## Passage shown:
= Beginning of Section =
Caprylic acid inhibits feeding possibly through increased fat burning in the liver. - GreenMedInfo Summary
Caprylic acid infusion acts in the liver to decrease food intake in rats.
Physiol Behav. 2006 Feb 28;87(2):388-95. Epub 2005 Dec 20. PMID: 16360711
Hepatic portal vein (HPV) infusion of the medium chain fatty acid caprylic acid (CA; 2.3 mg/min, 40 microl/min) for 90 min beginning at dark onset in 18-h food-deprived male rats reduced the size of the first nocturnal meal about 40% (P < 0.01) and reduced 24-h food intake by about 15% (P < 0.001). Identical infusions into the vena cava affected neither initial meal size nor food intake. HPV CA infusion attenuated the postprandial decreases in plasma free fatty acids (P < 0.01) and beta-hydroxybutyrate (P < 0.01). HPV CA infusions did not significantly reduce nocturnal saccharine intake in a two-bottle conditioned taste aversion test, and there was no association between the saccharine intake on the test day and the feeding-inhibitory effect of CA on the conditioning day. HPV CA infusion did not affect plasma concentrations of corticosterone or of the pro-inflammatory cytokines interleukin-6 and tumor necrosis factor-alpha. HPV CA infusion did not increase plasma concentration of the liver enzyme alanine aminotransferase, but did increase plasma concentration of gamma-glutamyl transferase, although not into the pathophysiological range. These data indicate that CA acts in the liver to produce a signal that inhibits feeding and that this inhibitory effect may be related to increases in hepatic fatty acid oxidation rather than be the result of aversion or toxicity.
= End of Section =
## Information given:
= Beginning of Section =
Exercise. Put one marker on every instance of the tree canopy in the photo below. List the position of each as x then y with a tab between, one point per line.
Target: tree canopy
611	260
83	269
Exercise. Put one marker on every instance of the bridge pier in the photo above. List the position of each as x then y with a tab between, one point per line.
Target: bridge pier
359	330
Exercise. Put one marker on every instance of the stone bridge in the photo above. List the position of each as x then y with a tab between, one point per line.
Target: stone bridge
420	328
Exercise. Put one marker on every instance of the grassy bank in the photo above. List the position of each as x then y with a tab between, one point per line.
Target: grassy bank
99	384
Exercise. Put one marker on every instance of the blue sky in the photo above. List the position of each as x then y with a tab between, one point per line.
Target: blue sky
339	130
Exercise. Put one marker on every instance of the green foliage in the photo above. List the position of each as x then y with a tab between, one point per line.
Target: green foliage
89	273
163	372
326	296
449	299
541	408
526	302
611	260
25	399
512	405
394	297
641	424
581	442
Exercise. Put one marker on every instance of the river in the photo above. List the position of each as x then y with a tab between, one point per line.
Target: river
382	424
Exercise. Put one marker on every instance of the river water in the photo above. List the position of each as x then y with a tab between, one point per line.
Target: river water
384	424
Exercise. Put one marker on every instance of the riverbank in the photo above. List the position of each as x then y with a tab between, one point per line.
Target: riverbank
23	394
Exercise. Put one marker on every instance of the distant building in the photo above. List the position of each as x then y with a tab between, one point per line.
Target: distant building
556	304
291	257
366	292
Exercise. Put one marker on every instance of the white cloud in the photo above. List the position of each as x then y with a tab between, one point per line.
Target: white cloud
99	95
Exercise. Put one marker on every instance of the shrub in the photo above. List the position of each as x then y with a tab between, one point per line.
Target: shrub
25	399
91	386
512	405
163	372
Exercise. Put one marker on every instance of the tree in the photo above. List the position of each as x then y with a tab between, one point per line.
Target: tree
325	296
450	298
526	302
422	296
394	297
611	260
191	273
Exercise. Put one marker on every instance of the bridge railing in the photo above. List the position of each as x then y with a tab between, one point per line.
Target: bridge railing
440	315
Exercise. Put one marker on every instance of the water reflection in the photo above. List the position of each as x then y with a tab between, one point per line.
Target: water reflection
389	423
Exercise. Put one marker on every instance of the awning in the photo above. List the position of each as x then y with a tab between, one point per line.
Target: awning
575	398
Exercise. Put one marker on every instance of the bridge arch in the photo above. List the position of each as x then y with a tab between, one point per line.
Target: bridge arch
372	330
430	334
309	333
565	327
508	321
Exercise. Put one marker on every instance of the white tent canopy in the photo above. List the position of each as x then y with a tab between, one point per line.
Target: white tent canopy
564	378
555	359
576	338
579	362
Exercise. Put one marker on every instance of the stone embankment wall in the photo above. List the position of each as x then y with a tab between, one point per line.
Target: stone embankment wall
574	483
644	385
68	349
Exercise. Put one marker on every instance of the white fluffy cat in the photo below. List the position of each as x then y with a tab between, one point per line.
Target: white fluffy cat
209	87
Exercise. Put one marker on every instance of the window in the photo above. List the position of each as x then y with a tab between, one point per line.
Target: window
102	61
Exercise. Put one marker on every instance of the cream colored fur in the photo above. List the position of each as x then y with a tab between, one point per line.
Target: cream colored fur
= End of Section =
## What you have to do:
List every substance whose plasma level the caprylic acid abstract reports on.

## Task output:
- free fatty acids
- beta-hydroxybutyrate
- corticosterone
- interleukin-6
- tumor necrosis factor-alpha
- alanine aminotransferase
- gamma-glutamyl transferase